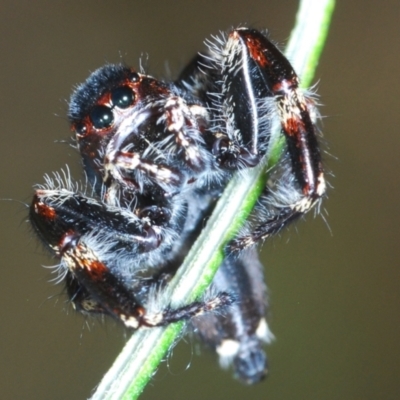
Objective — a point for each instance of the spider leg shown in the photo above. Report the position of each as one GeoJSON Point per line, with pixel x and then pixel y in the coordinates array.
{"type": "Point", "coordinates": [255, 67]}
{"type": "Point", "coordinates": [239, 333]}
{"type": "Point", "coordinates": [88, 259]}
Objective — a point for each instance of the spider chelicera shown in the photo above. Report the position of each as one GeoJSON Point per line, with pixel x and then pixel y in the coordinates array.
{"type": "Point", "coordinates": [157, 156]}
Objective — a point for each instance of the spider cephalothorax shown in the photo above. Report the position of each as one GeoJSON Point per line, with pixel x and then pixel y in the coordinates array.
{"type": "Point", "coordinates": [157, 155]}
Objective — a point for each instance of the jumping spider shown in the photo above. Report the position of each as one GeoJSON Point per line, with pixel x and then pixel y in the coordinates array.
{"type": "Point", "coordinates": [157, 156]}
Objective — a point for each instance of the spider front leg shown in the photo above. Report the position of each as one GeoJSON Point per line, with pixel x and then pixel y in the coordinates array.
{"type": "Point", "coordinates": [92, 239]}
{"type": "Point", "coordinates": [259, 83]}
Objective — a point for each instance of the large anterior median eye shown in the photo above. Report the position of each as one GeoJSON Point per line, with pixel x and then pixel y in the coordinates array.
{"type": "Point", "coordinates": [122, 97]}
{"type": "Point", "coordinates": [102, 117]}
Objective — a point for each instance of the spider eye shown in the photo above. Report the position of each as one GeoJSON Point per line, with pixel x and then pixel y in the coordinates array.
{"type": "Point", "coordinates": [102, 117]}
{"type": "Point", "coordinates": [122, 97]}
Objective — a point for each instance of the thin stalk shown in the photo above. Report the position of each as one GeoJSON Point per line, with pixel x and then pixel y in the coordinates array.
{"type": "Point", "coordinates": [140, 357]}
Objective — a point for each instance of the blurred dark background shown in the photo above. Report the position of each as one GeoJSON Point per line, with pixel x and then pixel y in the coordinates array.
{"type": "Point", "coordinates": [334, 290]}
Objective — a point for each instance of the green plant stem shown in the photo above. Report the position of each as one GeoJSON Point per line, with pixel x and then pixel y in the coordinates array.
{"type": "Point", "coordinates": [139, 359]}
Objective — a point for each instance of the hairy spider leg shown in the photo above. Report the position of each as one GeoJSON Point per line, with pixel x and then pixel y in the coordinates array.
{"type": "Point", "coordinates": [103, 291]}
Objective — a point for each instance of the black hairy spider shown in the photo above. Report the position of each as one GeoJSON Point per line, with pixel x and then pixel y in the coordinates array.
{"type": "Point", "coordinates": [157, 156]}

--

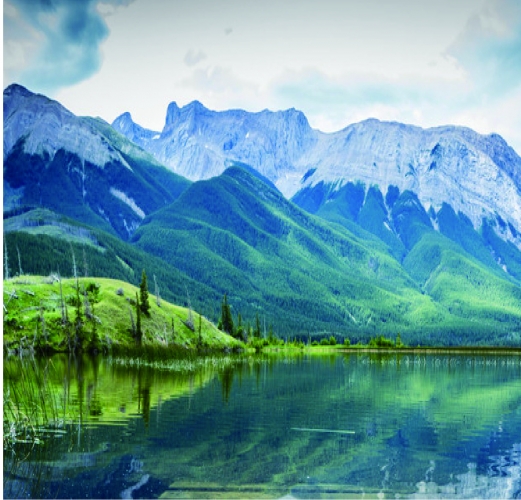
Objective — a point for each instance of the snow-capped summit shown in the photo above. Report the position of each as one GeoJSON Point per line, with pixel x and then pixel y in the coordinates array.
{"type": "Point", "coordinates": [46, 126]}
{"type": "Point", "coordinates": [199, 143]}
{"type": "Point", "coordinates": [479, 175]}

**Task description**
Filter the material above down to the lines that contain the string "hairy", and copy each such line in full.

**Worked answer**
Objective — a point for each instance of the hairy spider leg shown in the photo above. Report the position of each as one GeoJSON Point per line, with pixel x and then pixel y in the coordinates array.
Objective — a point for each instance of the black hairy spider shown in the photo above. Report the position of each as one GeoJSON Point per line, with pixel x and then pixel y in the coordinates array.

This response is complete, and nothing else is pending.